• Supplied data
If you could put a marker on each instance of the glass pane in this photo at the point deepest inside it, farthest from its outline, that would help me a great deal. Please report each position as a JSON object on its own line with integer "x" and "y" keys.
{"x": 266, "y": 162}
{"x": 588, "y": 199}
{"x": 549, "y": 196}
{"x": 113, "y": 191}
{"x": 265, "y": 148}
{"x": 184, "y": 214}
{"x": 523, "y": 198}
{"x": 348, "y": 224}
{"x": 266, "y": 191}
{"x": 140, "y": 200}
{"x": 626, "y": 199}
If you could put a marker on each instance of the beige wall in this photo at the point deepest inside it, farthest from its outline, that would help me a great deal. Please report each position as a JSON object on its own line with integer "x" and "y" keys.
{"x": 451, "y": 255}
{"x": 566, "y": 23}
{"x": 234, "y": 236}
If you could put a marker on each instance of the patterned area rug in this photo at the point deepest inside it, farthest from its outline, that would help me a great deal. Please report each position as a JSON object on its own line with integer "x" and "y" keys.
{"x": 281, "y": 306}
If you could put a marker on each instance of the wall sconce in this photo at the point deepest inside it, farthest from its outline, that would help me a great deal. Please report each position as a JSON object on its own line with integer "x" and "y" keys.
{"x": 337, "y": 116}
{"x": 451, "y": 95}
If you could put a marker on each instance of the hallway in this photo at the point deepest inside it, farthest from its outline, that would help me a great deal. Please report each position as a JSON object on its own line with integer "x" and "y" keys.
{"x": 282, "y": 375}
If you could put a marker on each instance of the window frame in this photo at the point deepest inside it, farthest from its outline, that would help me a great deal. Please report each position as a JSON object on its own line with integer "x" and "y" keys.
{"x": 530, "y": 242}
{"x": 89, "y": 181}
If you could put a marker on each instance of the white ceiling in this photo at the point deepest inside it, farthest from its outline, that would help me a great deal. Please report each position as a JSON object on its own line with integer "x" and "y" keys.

• What needs to be done
Produce the records once again, exactly as they stand above.

• Task output
If you could put a marker on each instance of the glass pane in this photo at the point deepest inside it, farthest from its outline, that would help me a great deal. Please report each position as a JSON object on its own line with integer "x" and "y" keys.
{"x": 266, "y": 162}
{"x": 588, "y": 199}
{"x": 549, "y": 196}
{"x": 113, "y": 191}
{"x": 265, "y": 148}
{"x": 184, "y": 214}
{"x": 523, "y": 198}
{"x": 348, "y": 224}
{"x": 266, "y": 191}
{"x": 140, "y": 200}
{"x": 626, "y": 199}
If you could put a marker on each instance of the beige wall in this photo at the point deepest inside it, farthest from its outline, that would help me a great deal. Please report each position as a JSON object on its own line with integer "x" and "y" keys.
{"x": 451, "y": 255}
{"x": 566, "y": 23}
{"x": 234, "y": 236}
If you could put a marker on each instance of the patterned area rug in this photo at the point deepest inside it, farthest from its outline, that would help me a great deal. Please report each position as a JSON object on its own line with integer "x" and "y" keys.
{"x": 281, "y": 306}
If you could put a marker on each instance of the wall sconce in this photo at the point deepest inside it, farthest from its outline, that would help me a great deal. Please report each position as a JSON object on its own line with integer "x" and "y" keys.
{"x": 337, "y": 116}
{"x": 451, "y": 95}
If you could put a marker on each instance of the hallway in this photo at the point deepest inside it, farthest from its outline, that would help me a great deal. Please report each position as a JSON object on its own line with integer "x" and "y" keys.
{"x": 282, "y": 375}
If you could put a marker on each instance of the window frame in this photo at the point deepest inside it, farthest from its outline, that would help me a great deal. Please report each position as a JSON object on its own line with integer "x" and "y" keys.
{"x": 530, "y": 242}
{"x": 89, "y": 181}
If you could put a marker on each instance of the white ceiling in this photo at the point deepest inside it, farthest from its outline, that would help me a great deal. Please report each position as a JSON object on its own line with integer "x" and "y" keys.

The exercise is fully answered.